● WORK TO BE COMPLETED: Return the listing in full. Keep every word as it stands.

═══

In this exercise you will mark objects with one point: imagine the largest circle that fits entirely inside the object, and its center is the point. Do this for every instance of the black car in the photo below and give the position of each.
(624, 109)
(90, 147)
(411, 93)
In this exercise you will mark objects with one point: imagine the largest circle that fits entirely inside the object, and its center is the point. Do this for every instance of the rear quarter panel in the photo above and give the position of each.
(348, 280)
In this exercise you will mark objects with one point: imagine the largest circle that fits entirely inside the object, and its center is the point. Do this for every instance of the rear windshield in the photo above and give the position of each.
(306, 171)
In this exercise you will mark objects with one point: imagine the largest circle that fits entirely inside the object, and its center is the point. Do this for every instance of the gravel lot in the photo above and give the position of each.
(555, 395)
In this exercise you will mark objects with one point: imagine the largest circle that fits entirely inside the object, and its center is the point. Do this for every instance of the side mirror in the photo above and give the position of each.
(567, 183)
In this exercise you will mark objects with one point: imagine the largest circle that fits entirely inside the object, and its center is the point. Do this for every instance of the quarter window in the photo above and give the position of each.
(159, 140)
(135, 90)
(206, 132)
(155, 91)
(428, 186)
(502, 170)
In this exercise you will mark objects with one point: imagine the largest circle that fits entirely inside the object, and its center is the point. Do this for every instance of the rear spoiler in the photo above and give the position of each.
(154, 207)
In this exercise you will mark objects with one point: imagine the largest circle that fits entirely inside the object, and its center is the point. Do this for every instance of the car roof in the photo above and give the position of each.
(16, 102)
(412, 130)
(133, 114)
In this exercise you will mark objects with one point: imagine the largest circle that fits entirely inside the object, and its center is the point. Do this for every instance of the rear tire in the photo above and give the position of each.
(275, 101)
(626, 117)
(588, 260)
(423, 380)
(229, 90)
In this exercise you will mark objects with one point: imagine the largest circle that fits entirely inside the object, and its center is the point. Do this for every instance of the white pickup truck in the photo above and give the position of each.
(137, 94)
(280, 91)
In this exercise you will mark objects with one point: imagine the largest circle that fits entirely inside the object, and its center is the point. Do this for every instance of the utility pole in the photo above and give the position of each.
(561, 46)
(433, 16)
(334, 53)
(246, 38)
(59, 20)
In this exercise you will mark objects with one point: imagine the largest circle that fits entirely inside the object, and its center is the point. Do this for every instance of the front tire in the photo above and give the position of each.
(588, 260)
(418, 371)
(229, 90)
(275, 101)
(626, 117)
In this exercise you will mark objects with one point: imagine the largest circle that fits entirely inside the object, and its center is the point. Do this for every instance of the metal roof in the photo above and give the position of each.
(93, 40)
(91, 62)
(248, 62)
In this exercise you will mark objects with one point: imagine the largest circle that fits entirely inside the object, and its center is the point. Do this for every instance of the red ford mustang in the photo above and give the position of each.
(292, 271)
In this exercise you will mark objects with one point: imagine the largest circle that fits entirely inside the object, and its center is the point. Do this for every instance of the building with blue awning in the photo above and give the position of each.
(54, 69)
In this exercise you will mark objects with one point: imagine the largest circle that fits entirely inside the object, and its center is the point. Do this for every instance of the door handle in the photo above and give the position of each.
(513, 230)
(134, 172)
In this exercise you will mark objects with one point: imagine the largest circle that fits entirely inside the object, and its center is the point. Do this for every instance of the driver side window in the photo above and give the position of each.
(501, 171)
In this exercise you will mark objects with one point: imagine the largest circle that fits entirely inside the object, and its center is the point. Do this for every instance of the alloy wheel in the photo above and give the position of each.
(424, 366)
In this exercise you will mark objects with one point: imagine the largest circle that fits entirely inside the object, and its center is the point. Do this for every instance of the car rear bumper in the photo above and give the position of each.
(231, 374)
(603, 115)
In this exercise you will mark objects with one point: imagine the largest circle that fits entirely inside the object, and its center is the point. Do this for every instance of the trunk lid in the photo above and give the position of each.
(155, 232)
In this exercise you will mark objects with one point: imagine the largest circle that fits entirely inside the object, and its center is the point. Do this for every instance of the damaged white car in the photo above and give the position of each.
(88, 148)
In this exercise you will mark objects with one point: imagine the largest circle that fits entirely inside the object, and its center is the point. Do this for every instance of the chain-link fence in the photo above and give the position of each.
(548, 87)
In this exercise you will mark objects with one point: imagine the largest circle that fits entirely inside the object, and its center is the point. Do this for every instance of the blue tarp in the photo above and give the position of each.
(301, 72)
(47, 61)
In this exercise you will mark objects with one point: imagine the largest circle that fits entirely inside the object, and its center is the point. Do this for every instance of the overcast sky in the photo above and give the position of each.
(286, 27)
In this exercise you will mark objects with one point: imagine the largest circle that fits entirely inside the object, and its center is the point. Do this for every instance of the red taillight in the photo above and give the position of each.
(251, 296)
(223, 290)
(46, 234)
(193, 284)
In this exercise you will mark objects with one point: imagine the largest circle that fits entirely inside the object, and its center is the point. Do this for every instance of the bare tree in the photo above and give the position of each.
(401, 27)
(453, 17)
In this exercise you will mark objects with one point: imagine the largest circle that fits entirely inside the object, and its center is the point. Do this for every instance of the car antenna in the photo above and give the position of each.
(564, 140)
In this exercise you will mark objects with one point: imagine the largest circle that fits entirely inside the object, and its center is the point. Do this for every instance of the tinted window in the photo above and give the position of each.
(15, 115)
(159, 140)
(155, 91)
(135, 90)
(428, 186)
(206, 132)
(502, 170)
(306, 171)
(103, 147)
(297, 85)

═══

● YOUR RESPONSE:
In this exercise you will mark objects with one point: imagine the largest circle that fits entirely inside the object, and its center is the point. Do this for every instance of the black car in the photo below and give the position of each.
(624, 109)
(90, 147)
(411, 93)
In this exercise you will mark objects with one point: imagine the largest circle that fits entirely inside the object, and its center is the point. Do this for every instance of the rear quarter panel in the photo above and give the position of each.
(348, 280)
In this exercise you will mark objects with one point: imagine the largest circle that fits entirely inside the object, and its center is the point. Do this for every instance of the rear windshield in the photo above and give the position of each.
(306, 171)
In this exercise you will mark objects with one point: imagine the largest circle that fits entirely inside the object, and its center is the point. Do this for every instance of the gravel lot in the photo above and give the position of each.
(555, 395)
In this exercise you will mark objects with one point: imagine the largest circle that fits entirely inside the object, and its center is the point. Do this for every instance of the side mirror in the photo above and give the position of each.
(567, 183)
In this exercise you will mark objects with one point: imagine the largest circle that fits entirely inside the object, and its center is the point. Do this for every instance of the quarter window in the photo above and give the position of each.
(159, 140)
(135, 90)
(206, 132)
(155, 91)
(428, 186)
(502, 170)
In this exercise you will mark objects with one point: imagine the largest circle that fits entirely inside the object, and its center is the point. Do this for every instance of the rear spoiler in the photo above and give the position of each.
(154, 207)
In this exercise you will mark objects with one point: imagine the largest circle that fits entirely inside the object, and its center is the point. Do this for every instance of the car roof in the photo above and give the position of each.
(16, 102)
(412, 130)
(133, 114)
In this exercise you will mark objects with one point: imagine the largest circle that fits entirely inside the object, and its center is the point. Do this for every instance of the rear tire in the photo above and give the position of each.
(275, 101)
(626, 117)
(588, 260)
(423, 380)
(229, 90)
In this exercise you will mark objects with one point: imagine the largest circle that fits entirely inside the object, and its center is the point. Do this for every instance of the white pickup truck in the photo above and give the position of each.
(137, 94)
(280, 91)
In this exercise you will mark objects with one point: imagine the largest circle that fits entirely inside the object, and its center is the point. Do this for every instance of the utility pole in the photo above and give the position of each.
(561, 46)
(433, 16)
(334, 53)
(246, 38)
(59, 20)
In this exercise you will mark objects with one point: imagine the largest circle that fits entirely inside the object, and its center is the point. Do this for every instance of the front tire in the photo above and give the position of each.
(588, 260)
(418, 371)
(229, 90)
(275, 101)
(626, 117)
In this exercise you will mark objects with one point: imagine the largest circle that fits entirely inside the object, and its center is the point. Do this for every instance of the metal roof in the photo above and give the position of each.
(93, 40)
(91, 62)
(248, 62)
In this exercise you will mark objects with one point: imagine the largest circle that fits entirely inside the object, and its center is the point. Do this for every instance of the red ford mustang in the photo above and give the position of each.
(292, 271)
In this exercise you will mark objects with one point: imagine the largest circle that fits entirely inside the object, and its center is the point. Do this for every instance of the building with blue awning in the photo above and give the position of each.
(54, 69)
In this exercise you will mark objects with one point: imagine the largest circle that fits entirely inside the object, and its center is the point. Do this for every instance of the door handle in the photo above and give the position of each.
(513, 230)
(134, 172)
In this exercise you will mark objects with one point: imagine the largest circle that fits entirely inside the object, and its center is the point. Do this for every instance of the driver side window in the photo above and give the position of each.
(501, 171)
In this exercise you will mark objects with one point: imagine the largest circle that fits entirely inside the object, and its center is the point. Do this for every instance of the alloy wheel in the photo above and give the position of each.
(424, 366)
In this exercise you will mark objects with one point: imagine the largest circle that fits entirely inside the object, and its center is the point. Do this for every instance of the car rear bumper in the photo above and give the position of each.
(231, 374)
(603, 115)
In this exercise you will mark objects with one point: imagine the largest circle that fits entirely inside the object, and its center is the point. Do this for every instance of the trunk lid in the photo above and give the position of each.
(155, 232)
In this exercise you will mark objects with one point: imagine the largest circle that fits entirely inside the object, and its center is the point. Do this for every instance of the damaged white car in the photo above and give the position of each.
(88, 148)
In this exercise you will mark objects with one point: imagine the largest circle that fits entirely inside the object, and its center is the point. Do this for every instance of the chain-link fence in the photo above and give the position of each.
(548, 87)
In this exercise you will mark objects with one point: imagine the largest circle that fits entirely inside the object, and its center is the point. Do this for every instance of the blue tarp in the photo above and give the position of each.
(301, 72)
(47, 61)
In this exercise you will mark objects with one point: imagine the largest circle that fits entirely inside the object, and its center is the point. Do this for every instance of the overcast sky in the photo above and give the position of each.
(286, 27)
In this exercise you will mark objects with one point: imagine the largest circle that fits entirely inside the object, and its center is the point. Do this for every instance of the red taillight in the photo above and give the position of each.
(251, 296)
(223, 290)
(46, 234)
(193, 284)
In this exercise you will mark objects with one point: imagine the largest circle that fits entirely inside the object, and its center is the point. Do this for every instance of the bare tree in the photo above and give the position of each.
(401, 27)
(453, 17)
In this exercise you will mark objects with one point: imagine the largest circle that fits entirely inside the object, and its center is the point. Do this for every instance of the car antenna in the photo above and give the position of each.
(564, 140)
In this exercise you will mark objects with one point: imagine the largest circle that fits entirely inside the object, and its center is the point. Do this for every instance of the tinted window in the photo above and give the position of each.
(15, 115)
(159, 140)
(155, 91)
(135, 90)
(428, 186)
(206, 132)
(502, 170)
(306, 171)
(103, 147)
(297, 85)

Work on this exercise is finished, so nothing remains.